**Task details:** According to the forum thread about the all-new Audi Q7, how many kilograms lighter is the new model?

**Excerpted passage:**
● ● ● ● ● ● ●

# All-new audi q7



## WHIZZER (Oct 25, 2005)

Significantly lighter and up to 26 per cent more efficient Audi luxury SUV bound for America ahead of summer 2015 UK debut
◾All-new Audi Q7 due to debut at the NAIS Detroit in January 2015
◾Set to become available to order in the UK in spring 2015 - first deliveries next summer
◾Technical Development Board Member Prof. Dr. Ulrich Hackenberg: "New Q7 is a statement of our competence in lightweight construction, efficiency and assistance systems"
◾325 kilograms lighter and around 26 percent more efficient
◾UK models powered exclusively by 3.0 V6 TDI engine at launch - 3.0 V6 TDI with 218PS to follow in late 2015
◾First diesel plug-in hybrid with quattro drive


----------



## Kirkyworld (Jan 12, 2014)

Looks more like the A6 than the old Q7, I like it as Audi's go.


----------



## polac5397 (Apr 16, 2014)

not sure agree with whats been said its lost its bulky appearance of the older shape


----------



## m4rkymark (Aug 17, 2014)

shape looks more like an oversized estate car rather than an SUV(that might not make sense to some people)


----------



## Rayaan (Jun 1, 2014)

No complaints about the interior except that it probably might be a faff to use looking at all the buttons.

Exterior - hideous. Looks like a jumped up Audi A6 estate with different lights and grills. I much prefer the current one - it looks far better


----------



## waxtrucker (Mar 21, 2014)

I agree with Kirkyworld, does look like an A6 but I still like it.


----------



## andystevens (Dec 12, 2011)

m4rkymark said:


> shape looks more like an oversized estate car rather than an SUV(that might not make sense to some people)


I would agree on that.


----------



## Rock Lobster (Aug 19, 2013)

Not into that exterior at all, a big backwards step imo


----------



## Goodfella36 (Jul 21, 2009)

backwards step from me as well it does have a estate look about it


----------



## Alan W (May 11, 2006)

Nowt wrong with Estates/Tourings/Avants! 

Alan W


----------



## Goodfella36 (Jul 21, 2009)

I agree Alan would have the RS6 all day long but SUV looking a mismatch i would pass


----------



## bigmac3161 (Jul 24, 2013)

Thought the whole point people bought them was cause they're huge and imposing and that's not . Jumped up estate sorry avant


----------



## scoobyboy1 (Aug 28, 2006)

Alan W said:


> Nowt wrong with Estates/Tourings/Avants!
> 
> Alan W


^^^^^^^:thumb:

Who needs a Q7 when this does the same job and does it at 200mph!!!


----------



## andy665 (Nov 1, 2005)

Audi really are caught in a massive rut - terrified of changing a design formula - as for the weight saving, its still over 2 tonnes and 325kg saving is only possible because the previous generation was stupidly overweight

But its got an Audi so the sheep will love it and buy it without a second thought


----------

● ● ● ● ● ● ●

**Listed records:**
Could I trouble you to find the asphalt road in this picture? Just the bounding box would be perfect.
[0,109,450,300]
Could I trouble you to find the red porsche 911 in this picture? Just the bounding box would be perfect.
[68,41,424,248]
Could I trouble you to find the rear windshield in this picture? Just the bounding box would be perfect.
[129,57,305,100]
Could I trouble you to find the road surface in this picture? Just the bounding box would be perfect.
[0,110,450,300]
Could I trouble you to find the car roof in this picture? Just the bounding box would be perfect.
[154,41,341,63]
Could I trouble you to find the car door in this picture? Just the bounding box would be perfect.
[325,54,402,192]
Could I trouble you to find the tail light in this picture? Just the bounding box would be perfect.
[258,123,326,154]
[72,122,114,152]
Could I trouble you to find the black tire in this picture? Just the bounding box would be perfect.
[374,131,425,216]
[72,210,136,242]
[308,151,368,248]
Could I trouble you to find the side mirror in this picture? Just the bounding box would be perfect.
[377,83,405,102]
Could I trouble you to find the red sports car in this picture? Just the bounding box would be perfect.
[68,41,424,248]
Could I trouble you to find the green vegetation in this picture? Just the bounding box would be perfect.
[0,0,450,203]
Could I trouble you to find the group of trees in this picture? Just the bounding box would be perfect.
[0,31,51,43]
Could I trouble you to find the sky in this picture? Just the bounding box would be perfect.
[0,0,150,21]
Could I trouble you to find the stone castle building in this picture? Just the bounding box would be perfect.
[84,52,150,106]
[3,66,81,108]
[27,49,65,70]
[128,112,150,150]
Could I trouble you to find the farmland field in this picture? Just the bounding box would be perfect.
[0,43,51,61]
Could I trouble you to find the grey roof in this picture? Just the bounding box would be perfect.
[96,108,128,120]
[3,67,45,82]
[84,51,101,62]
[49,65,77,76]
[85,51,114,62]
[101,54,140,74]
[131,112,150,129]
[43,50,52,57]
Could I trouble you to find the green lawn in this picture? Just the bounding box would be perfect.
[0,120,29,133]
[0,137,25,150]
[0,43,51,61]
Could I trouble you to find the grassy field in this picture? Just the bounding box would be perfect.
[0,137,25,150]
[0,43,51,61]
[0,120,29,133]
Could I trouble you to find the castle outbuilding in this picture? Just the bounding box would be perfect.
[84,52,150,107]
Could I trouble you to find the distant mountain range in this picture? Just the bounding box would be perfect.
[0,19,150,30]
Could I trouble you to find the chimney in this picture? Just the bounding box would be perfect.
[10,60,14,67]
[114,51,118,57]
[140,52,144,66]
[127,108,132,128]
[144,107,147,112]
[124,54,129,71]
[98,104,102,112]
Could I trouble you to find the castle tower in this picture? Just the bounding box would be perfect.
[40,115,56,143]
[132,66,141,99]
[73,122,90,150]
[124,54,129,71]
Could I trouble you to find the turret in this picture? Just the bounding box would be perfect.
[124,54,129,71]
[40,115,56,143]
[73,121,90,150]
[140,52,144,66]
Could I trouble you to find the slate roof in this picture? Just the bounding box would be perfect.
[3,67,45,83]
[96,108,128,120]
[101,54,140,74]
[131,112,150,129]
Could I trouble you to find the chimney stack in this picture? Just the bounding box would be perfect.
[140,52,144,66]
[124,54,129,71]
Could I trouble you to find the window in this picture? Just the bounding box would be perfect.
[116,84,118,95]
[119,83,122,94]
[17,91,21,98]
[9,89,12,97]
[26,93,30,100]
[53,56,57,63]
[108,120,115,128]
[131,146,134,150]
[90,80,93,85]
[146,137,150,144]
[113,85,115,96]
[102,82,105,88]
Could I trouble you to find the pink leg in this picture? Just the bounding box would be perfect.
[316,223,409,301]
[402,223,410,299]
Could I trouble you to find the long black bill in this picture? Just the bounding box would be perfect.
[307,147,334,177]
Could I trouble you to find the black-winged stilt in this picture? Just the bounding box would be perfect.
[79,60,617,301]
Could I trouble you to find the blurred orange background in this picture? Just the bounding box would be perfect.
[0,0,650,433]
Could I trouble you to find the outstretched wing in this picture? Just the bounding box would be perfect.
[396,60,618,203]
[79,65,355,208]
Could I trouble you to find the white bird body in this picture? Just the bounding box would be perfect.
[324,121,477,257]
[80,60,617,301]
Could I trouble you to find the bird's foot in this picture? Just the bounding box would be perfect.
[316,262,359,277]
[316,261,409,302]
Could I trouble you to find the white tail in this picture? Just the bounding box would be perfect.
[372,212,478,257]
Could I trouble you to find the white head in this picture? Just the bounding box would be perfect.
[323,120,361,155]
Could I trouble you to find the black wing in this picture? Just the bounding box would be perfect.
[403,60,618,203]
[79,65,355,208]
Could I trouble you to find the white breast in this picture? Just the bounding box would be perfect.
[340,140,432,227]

● ● ● ● ● ● ●

**Output:** 325 kilograms lighter.